SOURCE DOCUMENT:

▼

BRIEF DESCRIPTION OF THE DRAWINGS
[0028] The above and other aspects, features and advantages of the
present invention will be more apparent from the following detailed
description taken with reference to the accompanying drawings, in
which:
[0029] FIG. 1 is a perspective view of a prior art cyclone dust
collecting apparatus;
[0030] FIG. 2 is a perspective view of a filter assembly employed
by the prior art cyclone dust collecting apparatus of FIG. 1;
[0031] FIG. 3 is a cross-section view of a cyclone dust collecting
apparatus according to an exemplary embodiment of the present
invention;
[0032] FIG. 4 and FIG. 5 are each a front view and a plan view of
the filter assembly employed by the dust cyclone dust collecting
apparatus of FIG. 3;
[0033] FIG. 6 is a cross-sectional view of a multi-clone dust
collecting apparatus employing the filter assembly of FIG. 4 and
FIG. 5;
[0034] FIG. 7 is a front view of the filter assembly according to
another embodiment of the present invention;
[0035] FIG. 8 is a plan view of the filter assembly of FIG. 7;
[0036] FIG. 9 is a front view of the filter assembly according to
yet another embodiment of the present invention; and
[0037] FIG. 10 is a plan view of the filter assembly of FIG. 9.
DETAILED DESCRIPTION OF THE EXEMPLARY EMBODIMENTS
[0038] Certain embodiments of the present invention will be
described in greater detail with reference to the accompanying
drawings.
[0039] In the following description, same drawing reference
numerals are used for the same elements even in different drawings.
The matters defined in the description such as a detailed
construction and elements are nothing but the ones provided to
assist in a comprehensive understanding of the invention. Thus, it
is apparent that the present invention can be carried out without
those defined matters. Also, well-known functions or constructions
are not described in detail since they would obscure the invention
in unnecessary detail.
[0040] FIG. 3 is a view of a cyclone dust collecting apparatus 100
employing a filter assembly according to an embodiment of the
present invention. The cyclone dust collecting apparatus 100
comprises a cyclone body 110, a contaminant receptacle 120, and a
filter assembly 130 provided in the cyclone body 110.
[0041] The cyclone body 110 has an air inlet 111 for drawing in
contaminant-laden air from a cleaning surface, and an air outlet
112 for discharging air separated from contaminant toward a cleaner
body (not shown) at a top portion of the cyclone body 110.
[0042] A cyclone chamber 113 is provided in the cyclone body 110 to
separate contaminant from drawn-in air. The cyclone body 110 has a
conical inner wall 114 with a gradually smaller diameter to the
lower side. The configuration of the inner wall 114 corresponds to
that of a filter member 131 of the filter assembly 130, and
therefore, the cyclone chamber 113 is reverse-conical. However, one
will appreciate that the inner wall 14 can be applied to other
various types, and is not limited to the reverse-conical
configuration.
[0043] The contaminant receptacle 120 is detachably attached to a
bottom surface of the cyclone body 110 to collect contaminant
separated from the drawn-in air in the cyclone chamber 113.
[0044] The filter assembly 130 provides in the cyclone chamber 113
of the cyclone body 110 to prevent the contaminant
centrifugally-separated by the cyclone chamber 113 from discharging
to the outside.

▲

GIVEN MATERIAL:
▼

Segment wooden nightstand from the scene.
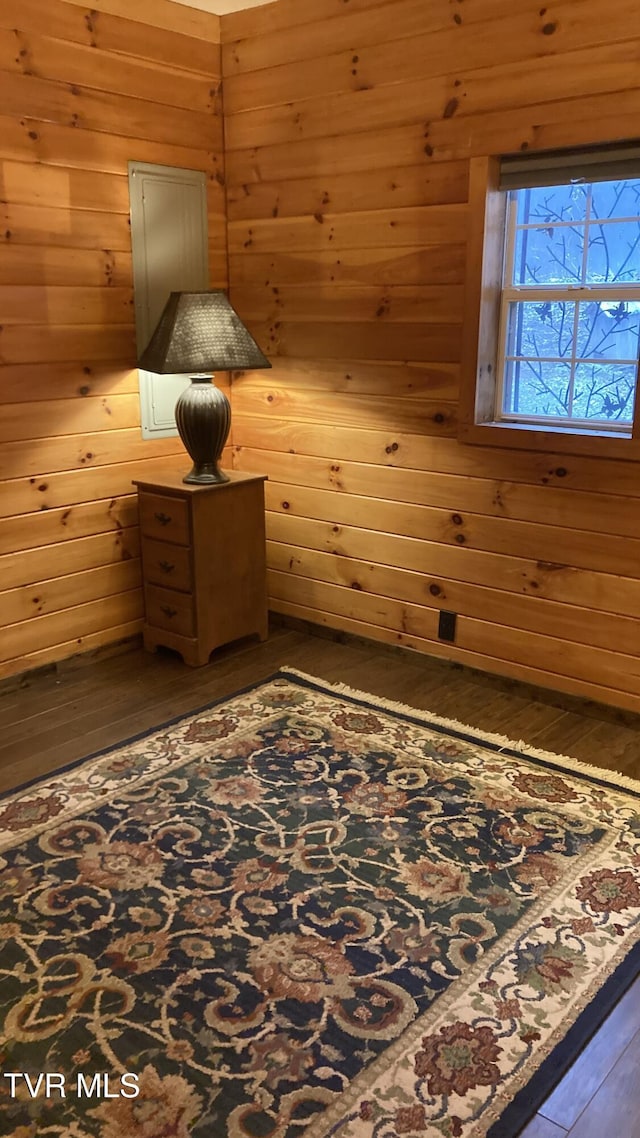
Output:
[133,472,268,667]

▲

JOBS:
a) Answer these questions about the dust collector patent text:
(i) What does FIG. 6 show?
(ii) What three components make up the cyclone dust collecting apparatus 100?
(iii) To which surface of the cyclone body 110 is the contaminant receptacle 120 detachably attached?
b) Which reference numerals from 111 through 119 appear in the dust collector patent text? List each with the part it labels.
c) Pick up the dust collector patent text after its last sentence and continue it.
The data play no part in these tasks.

FINAL ANSWERS:
a)
(i) A cross-sectional view of a multi-clone dust collecting apparatus employing the filter assembly of FIG. 4 and FIG. 5.
(ii) A cyclone body 110, a contaminant receptacle 120, and a filter assembly 130 provided in the cyclone body 110.
(iii) Its bottom surface.

b)
111: air inlet
112: air outlet
113: cyclone chamber
114: conical inner wall

c)
[0045] Referring to FIGS. 4 and 5, the filter assembly 130
comprises the filter part 131, a connection part 132, and an air
path 134 formed around the filter part 131.
[0046] The connection part 132 is cylindrical and connected to the
cyclone body 110 to fluidly communicate with the air outlet 112.
The connection part 132 has a connection protrusion 133 to connect
with a groove (not shown) of the cyclone body 110. However, the
filter assembly 130 may be directly connected to the cyclone body
110 by bonding without the connection part 132.
[0047] The filter part 131 is reverse-conical, in other words, has
a gradually smaller diameter as further distanced from the
connection part 132 based on the same central axis 139. Due to the
reverse-conical structure, contaminant can freely fall or be easily
removed as the contaminant is not centrifugally separated but stuck
to the filter part 131.
[0048] The filter part 131 is formed of a spiral member in a
forward direction of a flow of rotating air stream in the cyclone
chamber 113 (refer to FIG. 3). Forming a rotating stream, air flows
and descends. The filter part 131 is formed in a forward direction
of the air flow so as not to easily rub against air. Accordingly,
air may more smoothly flow. The filter part 131 may have a spiral
structure by integrating with one member or by connecting a
plurality of members.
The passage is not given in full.